Exercise 1: According to the mailing list message about the uma_zalloc SMP problem, what blocking probability is given for a four processor machine?
Exercise 2: Quote everything from "From: Harti Brandt" down to "15:47:54 +0200 (CEST)" in the uma_zalloc SMP message.
Exercise 3: Write what comes next in the mailing list message about the uma_zalloc SMP problem, picking up right after its last line.
___ Provided text
Re: SMP problem with uma_zalloc

From: Harti Brandt (brandt_at_fokus.fraunhofer.de)
Date: 07/21/03

  • Next message: Bosko Milekic: "Re: SMP problem with uma_zalloc"
    Date: Mon, 21 Jul 2003 15:47:54 +0200 (CEST)
    To: Bosko Milekic <bmilekic@technokratis.com>
    
    

    On Mon, 21 Jul 2003, Bosko Milekic wrote:

    BM>
    BM>On Mon, Jul 21, 2003 at 09:03:00AM +0200, Harti Brandt wrote:
    BM>> On Sat, 19 Jul 2003, Bosko Milekic wrote:
    BM>>
    BM>> BM>
    BM>> BM>On Sat, Jul 19, 2003 at 08:31:26PM +0200, Lara & Harti Brandt wrote:
    BM>> BM>[...]
    BM>> BM>> Well the problem is, that nothing is starved. I have an idle machine and
    BM>> BM>> a zone that I have limited to 60 or so items. When allocating the 2nd
    BM>> BM>> item I get block on the zone limit. Usually I get unblocked whenever I
    BM>> BM>> free an item. This will however not happen, because I have neither
    BM>> BM>> reached the limit nor is there memory pressure in the system to which I
    BM>> BM>> could react. I simply may be blocked forever.
    BM>> BM>
    BM>> BM> UMA_ZFLAG_FULL is set on the zone prior to the msleep(). This means
    BM>> BM> that the next free will result in your wakeup, as the next free will
    BM>> BM> be sent to the zone internally, and not the pcpu cache.
    BM>>
    BM>> But there is no free to come. To explain where we have the problem:
    BM>>
    BM>> the HARP ATM code uses a zone in the IP code to allocate control blocks
    BM>> for VCCs. The zone is limited to 100 items which evaluates to 1 page.
    BM>> When I start an interface, first the signalling vcc=5 is opened. This
    BM>> allocates one item from the zone, all the other items go into the CPU
    BM>> cache. Next I start ILMI. ILMI tries to open its vcc=16. While this works
    BM>> on UP machines (the zone allocator will find a free item in the CPU
    BM>> cache), on my 2-proc machine half of the time ILMI gets blocked on the
    BM>> zonelimit. And it blocks there forever, because, of course nobody is going
    BM>> to free the one and only allocated item. On a four processor machine the
    BM>> blocking probability will be 75%.
    BM>>
    BM>> So in order to be able to get out N items from a zone (given that there is
    BM>> no shortage of memory) one has to set the limit to N + nproc *
    BM>> items_per_allocation, which one cannot do because he doesn't know
    BM>> items_per_allocation.
    BM>
    BM> It sounds to me like your example is really not the general-case one.
______
___ Recorded data
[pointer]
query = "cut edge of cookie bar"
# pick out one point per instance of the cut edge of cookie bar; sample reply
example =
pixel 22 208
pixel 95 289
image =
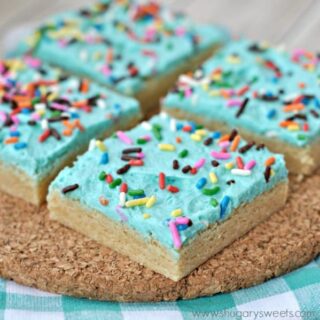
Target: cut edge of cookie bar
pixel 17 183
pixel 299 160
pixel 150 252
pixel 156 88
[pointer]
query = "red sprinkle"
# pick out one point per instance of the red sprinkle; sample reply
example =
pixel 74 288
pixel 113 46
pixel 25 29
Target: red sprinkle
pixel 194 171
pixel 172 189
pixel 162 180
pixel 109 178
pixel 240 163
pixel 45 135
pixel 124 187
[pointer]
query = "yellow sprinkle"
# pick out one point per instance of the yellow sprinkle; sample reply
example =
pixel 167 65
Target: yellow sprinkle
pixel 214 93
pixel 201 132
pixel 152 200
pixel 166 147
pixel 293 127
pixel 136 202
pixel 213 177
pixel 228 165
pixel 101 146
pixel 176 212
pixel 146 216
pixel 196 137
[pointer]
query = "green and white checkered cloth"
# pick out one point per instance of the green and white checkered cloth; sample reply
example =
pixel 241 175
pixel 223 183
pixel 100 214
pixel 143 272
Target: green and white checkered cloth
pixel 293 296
______
___ Recorded data
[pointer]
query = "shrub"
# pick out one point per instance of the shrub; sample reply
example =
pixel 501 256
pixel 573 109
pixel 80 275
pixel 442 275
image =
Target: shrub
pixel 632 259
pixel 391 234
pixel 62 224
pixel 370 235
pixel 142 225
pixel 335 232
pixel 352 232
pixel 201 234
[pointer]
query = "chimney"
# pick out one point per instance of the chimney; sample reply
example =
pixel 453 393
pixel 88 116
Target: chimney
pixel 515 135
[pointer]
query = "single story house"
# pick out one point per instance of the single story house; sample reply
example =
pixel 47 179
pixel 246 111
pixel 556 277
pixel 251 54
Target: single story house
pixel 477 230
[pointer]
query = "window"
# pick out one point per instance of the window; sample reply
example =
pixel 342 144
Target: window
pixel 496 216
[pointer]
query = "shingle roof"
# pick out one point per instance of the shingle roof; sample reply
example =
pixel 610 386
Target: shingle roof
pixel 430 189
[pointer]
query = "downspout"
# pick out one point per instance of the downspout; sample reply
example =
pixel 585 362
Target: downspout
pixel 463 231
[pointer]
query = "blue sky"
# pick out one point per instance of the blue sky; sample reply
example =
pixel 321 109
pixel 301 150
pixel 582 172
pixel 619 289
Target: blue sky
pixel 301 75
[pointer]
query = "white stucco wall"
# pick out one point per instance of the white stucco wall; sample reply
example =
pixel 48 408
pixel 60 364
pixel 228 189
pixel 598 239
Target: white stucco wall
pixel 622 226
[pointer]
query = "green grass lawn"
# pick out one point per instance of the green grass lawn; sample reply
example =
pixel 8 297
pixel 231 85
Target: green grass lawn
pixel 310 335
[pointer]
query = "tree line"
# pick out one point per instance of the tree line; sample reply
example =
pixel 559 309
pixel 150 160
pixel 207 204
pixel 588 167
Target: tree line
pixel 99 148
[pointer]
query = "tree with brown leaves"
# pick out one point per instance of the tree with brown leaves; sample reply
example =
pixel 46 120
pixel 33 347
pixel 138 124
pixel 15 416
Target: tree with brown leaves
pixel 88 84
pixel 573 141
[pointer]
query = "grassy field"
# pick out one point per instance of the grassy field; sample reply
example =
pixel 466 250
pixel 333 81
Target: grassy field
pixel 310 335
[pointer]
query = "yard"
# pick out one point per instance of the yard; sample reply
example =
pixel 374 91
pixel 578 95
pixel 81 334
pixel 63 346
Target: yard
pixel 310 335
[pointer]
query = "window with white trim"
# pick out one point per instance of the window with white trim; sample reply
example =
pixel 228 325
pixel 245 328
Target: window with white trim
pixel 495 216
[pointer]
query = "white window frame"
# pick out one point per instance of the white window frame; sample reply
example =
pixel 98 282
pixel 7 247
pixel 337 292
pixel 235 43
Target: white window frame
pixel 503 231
______
___ Recorded data
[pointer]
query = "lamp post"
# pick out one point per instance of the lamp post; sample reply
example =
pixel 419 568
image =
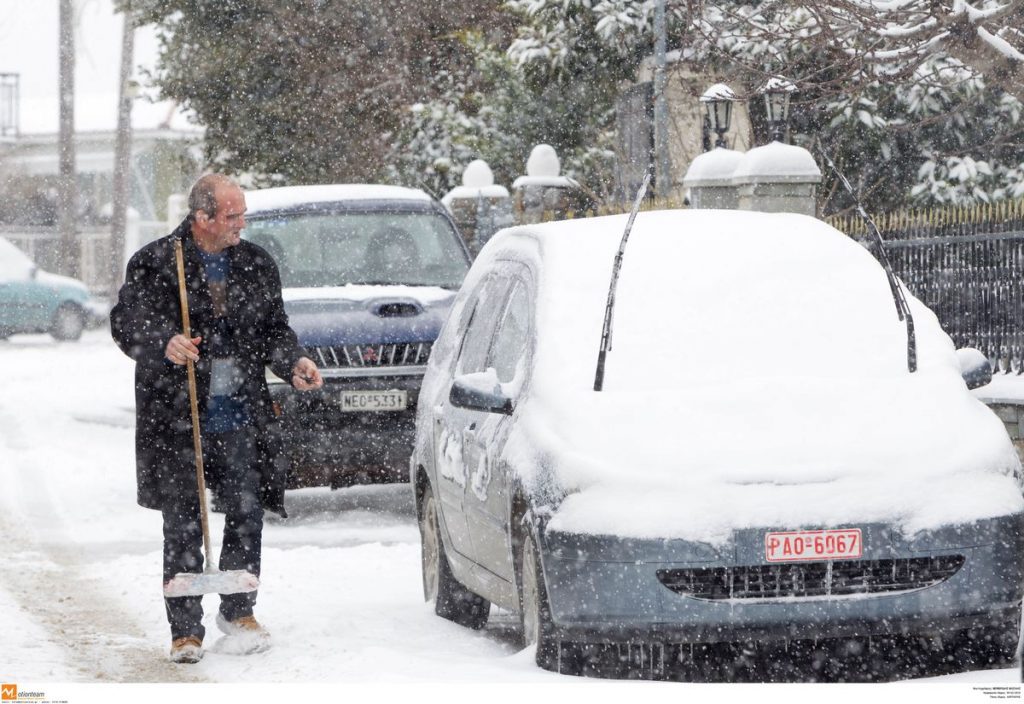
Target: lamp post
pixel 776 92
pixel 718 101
______
Exercise answer 1: 75%.

Exercise answer 2:
From: Harti Brandt (brandt_at_fokus.fraunhofer.de)
Date: 07/21/03

  • Next message: Bosko Milekic: "Re: SMP problem with uma_zalloc"
    Date: Mon, 21 Jul 2003 15:47:54 +0200 (CEST)

Exercise answer 3:
    BM> Basically, you're using a zone capped off at 1 page. Currently in
    BM> UMA, this is the size of the slab. So, basically, you have this whole
    BM> zone (with all associated overhead) so as to serve a maximum of only
    BM> one slab. This defeats most of the assumptions made when the zone is
    BM> created with PCPU caches. The zone maximum exists to prevent more
    BM> than the specified amount of resources to be allocated toward the
    BM> given zone; I don't think that the intention was "to ensure that if
    BM> the maximum items aren't allocated, there will always be one
    BM> available," despite the fact that that is the effective behavior on
    BM> UP.
    BM>
    BM> The solution to your really small zone problem is to either make the
    BM> zone bigger, or to hack at UMA to export the UMA_ZONE_INTERNAL API
    BM> properly so that you can skip the pcpu caches for all allocations and
    BM> go straight to the zone. I'd suggest that you make the zone bigger,
    BM> unless there's a Really Good reason not to.

    I think I take two paths: for stuffs like VCC where there may be a large
    number I will just remove the limit. The limits were a leftover when the
    ATM code had its own memory pool code. For stuff where there is a high
    probability that only a handful (usually 1 or 2) of them will be allocated
    (network interfaces) I will try to make it to use malloc().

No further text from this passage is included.